- _Text passage_
WOW!!! thank you for being so thorough....but botXXXXX XXXXXne is this,.....I am screwed weather he dies or we end up divorced!! you have been wonderful and made me aware of situations that I was not even thinking of....he has put me in a loose loose situation.....and to think just a couple of years ago I was set financially to retire at age 50 with no debt.....he told me I was a nothing and he was going to grind me into a nothing. I was a nurse and he took that from me..another long story....and now he will take all my rental properties as well....that is how I got them....I used my nursing income.....he has taken both of my sources of income from me.......and put me in so much debt I will never get out. One last question.....the reason I was wanting my name off the cabin also was because he will not do any of the repairs and the logs are rotting on their foundation. I have asked him to fix them and he won't ....I am responsible for half the repairs since my name is XXXXX XXXXX deed and mortgage......for him to put out $50,000 is a drop in the bucket....for me it was a lifetime of savings.....can I sue him for this neglect? will that hold any weight in court in asking to be excluded from any of the costs to repair or be excused from any of the losses we may incur in the sale since I have been pushing for 6 years and he just bucks me and I pay for all the minor repairs? Where do I stand on all of this?
You have explained this better than anyone I have ever talked to.....thank you so much.....but let me make sure I am understanding this right....are you saying since I owned my rental property before I was married and I have kept it completely separate from our marital assets and income and he has not put a penney into it it is still mine in a divorce? the property has paid for itself over the years and he does not get his hands dirty if you get my drift......and half of his 401 K is mine?...any amounts he has put into in since we have been married? Am I understanding you right?

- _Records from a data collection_
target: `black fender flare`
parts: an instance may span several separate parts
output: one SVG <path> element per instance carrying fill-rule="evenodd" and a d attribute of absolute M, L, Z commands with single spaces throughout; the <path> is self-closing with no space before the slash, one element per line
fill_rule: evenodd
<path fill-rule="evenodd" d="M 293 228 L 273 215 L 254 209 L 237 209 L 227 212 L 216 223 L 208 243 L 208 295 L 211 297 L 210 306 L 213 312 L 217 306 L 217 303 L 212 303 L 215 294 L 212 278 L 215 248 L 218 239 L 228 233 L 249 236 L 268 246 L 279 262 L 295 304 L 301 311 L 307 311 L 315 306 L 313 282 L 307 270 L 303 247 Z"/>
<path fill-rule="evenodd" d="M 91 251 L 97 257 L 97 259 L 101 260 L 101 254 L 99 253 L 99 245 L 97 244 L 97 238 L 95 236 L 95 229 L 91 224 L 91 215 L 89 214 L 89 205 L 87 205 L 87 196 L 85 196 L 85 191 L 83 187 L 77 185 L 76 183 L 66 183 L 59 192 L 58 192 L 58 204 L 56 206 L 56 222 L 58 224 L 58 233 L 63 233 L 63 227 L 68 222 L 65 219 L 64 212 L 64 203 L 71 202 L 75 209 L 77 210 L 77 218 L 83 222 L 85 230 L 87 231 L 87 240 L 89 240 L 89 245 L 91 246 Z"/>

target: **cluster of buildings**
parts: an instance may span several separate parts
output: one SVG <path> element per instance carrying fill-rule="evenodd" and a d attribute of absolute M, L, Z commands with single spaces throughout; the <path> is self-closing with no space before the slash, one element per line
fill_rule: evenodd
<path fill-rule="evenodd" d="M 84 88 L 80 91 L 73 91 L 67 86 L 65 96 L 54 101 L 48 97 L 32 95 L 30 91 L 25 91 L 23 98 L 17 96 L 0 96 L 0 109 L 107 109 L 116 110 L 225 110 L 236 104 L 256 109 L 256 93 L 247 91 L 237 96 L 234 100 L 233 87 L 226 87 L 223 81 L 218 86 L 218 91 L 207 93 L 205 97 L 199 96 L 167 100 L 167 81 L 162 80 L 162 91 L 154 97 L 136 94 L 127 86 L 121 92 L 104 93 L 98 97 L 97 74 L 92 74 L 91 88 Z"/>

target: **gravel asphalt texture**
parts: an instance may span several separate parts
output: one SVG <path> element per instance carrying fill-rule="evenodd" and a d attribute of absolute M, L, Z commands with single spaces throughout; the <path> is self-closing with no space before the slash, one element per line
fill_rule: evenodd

- _Tasks and exercises_
(a) Please reproduce the part of the message about divorce and property, starting with "You have explained" and going on through "understanding you right?".
(b) In the message about divorce and property, for how many years has the writer been pushing to have the cabin repaired?
(c) Pick up the message about divorce and property after its last sentence and keep writing in the same voice.

- _Outputs by task_
(a)
You have explained this better than anyone I have ever talked to.....thank you so much.....but let me make sure I am understanding this right....are you saying since I owned my rental property before I was married and I have kept it completely separate from our marital assets and income and he has not put a penney into it it is still mine in a divorce? the property has paid for itself over the years and he does not get his hands dirty if you get my drift......and half of his 401 K is mine?...any amounts he has put into in since we have been married? Am I understanding you right?

(b) Six years.

(c)
the income the rental property produced ....you said is marital property..is he going to be able to ask for half of the income it produced? I know this sounds kind of bizzare but why can he ask for my source of income but I can not ask for his paycheck? or have any right to it?
am I going to have to repay him half the rental income I have received over the marriage? and also, his 401 K is put into a trust for his son,,,,will that affect my rights any?
you have been beyond wonderful....thank you so much......I lost my nursing career due to a physical injury inflicted by him and have not been able to go back to work as a nurse since then,...can I ask for alimony based on my nursing career instead of my rental income or do they look at the combined income I had from both incomes to determine alimony?
WOW!!! thank you for that tidbit of truth!! I talked to two other attornies not from Just Answer and they told me alimony is based on what I made as if he would have to replace my salary and you are telling me to make less is better.....thank you so much..they acted like the more I made the more he would have to replace and to make the numbers high as I could. Am I understanding this correctly?
thank you so much for everything,,,,,you have explained things better than anyone I have spoken to...ever...inside this web site or outside. it gives me knowledge to know what to go on and how to make safe decisions and your advice on how to handle all of it is great. thanks again...blessings......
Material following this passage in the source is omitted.